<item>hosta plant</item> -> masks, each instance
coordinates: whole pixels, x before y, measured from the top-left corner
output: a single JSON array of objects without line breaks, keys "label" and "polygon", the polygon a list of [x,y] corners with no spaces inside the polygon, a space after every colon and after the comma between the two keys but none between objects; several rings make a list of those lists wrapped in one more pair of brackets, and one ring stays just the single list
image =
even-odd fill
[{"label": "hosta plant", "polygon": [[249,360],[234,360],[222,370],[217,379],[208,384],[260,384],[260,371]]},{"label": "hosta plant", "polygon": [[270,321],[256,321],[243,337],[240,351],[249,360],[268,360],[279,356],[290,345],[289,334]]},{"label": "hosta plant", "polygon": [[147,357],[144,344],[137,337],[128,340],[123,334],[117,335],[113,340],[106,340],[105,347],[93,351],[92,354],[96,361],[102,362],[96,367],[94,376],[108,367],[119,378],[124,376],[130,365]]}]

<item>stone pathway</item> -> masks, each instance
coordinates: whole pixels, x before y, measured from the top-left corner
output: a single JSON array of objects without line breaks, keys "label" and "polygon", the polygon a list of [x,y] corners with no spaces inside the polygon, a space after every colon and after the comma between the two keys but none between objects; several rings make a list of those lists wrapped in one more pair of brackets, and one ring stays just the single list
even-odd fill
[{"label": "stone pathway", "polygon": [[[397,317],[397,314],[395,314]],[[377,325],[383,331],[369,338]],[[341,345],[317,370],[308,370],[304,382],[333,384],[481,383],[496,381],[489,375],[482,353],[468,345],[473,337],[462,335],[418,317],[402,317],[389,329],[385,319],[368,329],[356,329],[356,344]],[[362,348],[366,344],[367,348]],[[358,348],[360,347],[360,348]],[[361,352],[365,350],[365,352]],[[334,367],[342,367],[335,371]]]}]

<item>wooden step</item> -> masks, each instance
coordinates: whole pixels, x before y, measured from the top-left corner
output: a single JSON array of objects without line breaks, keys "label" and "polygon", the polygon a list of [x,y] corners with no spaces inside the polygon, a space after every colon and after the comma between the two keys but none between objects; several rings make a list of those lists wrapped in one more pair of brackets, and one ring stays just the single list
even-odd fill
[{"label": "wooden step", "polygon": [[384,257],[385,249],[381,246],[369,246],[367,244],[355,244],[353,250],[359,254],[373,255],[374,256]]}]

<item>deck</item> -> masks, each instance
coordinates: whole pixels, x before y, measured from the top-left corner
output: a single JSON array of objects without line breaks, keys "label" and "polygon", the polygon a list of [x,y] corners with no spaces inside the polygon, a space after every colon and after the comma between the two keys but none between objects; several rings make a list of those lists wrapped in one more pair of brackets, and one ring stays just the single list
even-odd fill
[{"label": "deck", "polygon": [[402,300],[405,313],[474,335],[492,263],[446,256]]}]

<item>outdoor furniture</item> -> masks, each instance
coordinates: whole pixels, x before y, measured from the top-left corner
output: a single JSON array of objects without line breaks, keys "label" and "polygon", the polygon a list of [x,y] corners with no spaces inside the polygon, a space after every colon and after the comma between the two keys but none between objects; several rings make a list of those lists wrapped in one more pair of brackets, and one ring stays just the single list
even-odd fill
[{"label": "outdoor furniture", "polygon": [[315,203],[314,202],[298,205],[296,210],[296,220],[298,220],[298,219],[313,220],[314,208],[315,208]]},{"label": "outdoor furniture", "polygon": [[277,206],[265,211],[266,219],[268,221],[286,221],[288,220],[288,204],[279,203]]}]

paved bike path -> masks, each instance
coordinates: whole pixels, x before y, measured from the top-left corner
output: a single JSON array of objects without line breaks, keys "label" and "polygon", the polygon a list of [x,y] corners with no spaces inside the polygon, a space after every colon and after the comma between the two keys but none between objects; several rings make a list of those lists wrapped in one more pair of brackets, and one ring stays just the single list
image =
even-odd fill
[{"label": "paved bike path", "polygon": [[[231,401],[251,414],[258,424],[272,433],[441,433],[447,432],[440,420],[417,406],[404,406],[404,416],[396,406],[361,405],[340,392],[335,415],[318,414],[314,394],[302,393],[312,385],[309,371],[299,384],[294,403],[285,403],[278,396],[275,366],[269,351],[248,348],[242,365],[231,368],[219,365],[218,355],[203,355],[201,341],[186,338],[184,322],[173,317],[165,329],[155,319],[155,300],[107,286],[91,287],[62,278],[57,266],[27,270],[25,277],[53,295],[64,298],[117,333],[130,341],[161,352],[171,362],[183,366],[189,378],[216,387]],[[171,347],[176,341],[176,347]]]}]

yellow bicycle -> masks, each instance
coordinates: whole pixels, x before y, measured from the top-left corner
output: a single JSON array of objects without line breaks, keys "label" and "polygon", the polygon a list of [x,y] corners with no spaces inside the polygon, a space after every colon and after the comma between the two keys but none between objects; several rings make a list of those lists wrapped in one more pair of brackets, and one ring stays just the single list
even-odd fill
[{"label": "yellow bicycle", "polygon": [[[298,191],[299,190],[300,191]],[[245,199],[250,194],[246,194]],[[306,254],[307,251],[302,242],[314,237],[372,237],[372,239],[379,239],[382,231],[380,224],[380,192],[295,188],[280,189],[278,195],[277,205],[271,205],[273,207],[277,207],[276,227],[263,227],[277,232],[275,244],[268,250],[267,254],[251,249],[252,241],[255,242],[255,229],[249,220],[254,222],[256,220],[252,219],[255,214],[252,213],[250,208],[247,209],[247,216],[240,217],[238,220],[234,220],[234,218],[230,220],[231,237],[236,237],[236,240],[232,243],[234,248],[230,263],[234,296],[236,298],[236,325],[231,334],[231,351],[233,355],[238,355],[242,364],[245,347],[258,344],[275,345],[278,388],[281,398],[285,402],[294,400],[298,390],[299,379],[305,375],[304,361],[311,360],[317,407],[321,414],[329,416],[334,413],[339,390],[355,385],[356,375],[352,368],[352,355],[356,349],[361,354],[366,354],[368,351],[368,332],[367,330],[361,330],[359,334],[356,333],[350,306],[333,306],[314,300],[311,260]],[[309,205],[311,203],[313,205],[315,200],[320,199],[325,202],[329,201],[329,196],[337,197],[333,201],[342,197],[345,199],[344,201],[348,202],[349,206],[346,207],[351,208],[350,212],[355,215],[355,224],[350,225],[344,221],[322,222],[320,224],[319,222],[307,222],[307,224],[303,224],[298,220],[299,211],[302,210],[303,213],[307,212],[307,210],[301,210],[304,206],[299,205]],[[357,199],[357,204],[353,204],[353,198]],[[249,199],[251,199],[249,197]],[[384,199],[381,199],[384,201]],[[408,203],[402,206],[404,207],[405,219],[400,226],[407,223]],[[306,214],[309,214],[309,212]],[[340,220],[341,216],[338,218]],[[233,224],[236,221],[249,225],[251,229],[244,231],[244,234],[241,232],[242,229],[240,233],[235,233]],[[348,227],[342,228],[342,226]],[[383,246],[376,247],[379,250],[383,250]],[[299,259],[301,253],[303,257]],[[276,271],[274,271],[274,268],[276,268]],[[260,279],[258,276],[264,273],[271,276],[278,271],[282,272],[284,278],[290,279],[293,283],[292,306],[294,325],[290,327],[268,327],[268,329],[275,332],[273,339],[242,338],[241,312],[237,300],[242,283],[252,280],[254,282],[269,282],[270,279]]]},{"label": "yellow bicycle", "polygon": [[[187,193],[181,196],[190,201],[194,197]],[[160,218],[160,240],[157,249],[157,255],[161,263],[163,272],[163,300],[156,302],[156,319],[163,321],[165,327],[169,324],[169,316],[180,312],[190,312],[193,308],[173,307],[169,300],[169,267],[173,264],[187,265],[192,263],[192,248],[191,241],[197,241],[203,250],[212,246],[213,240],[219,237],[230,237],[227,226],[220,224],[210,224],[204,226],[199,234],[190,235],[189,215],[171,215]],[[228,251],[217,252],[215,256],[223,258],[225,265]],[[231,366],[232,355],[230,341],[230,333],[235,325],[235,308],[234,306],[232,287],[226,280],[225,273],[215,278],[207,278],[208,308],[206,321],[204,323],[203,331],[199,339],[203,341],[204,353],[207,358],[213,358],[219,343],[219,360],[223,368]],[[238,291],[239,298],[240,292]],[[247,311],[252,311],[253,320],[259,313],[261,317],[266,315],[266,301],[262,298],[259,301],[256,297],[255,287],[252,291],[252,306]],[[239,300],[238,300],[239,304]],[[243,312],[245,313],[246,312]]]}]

○ ○ ○

*WRITTEN INSTRUCTION*:
Collect every line in the entries above that contains the string "item", copying each such line in full.

*FULL OUTPUT*:
<item>hosta plant</item> -> masks, each instance
<item>stone pathway</item> -> masks, each instance
<item>wooden step</item> -> masks, each instance
<item>deck</item> -> masks, each instance
<item>outdoor furniture</item> -> masks, each instance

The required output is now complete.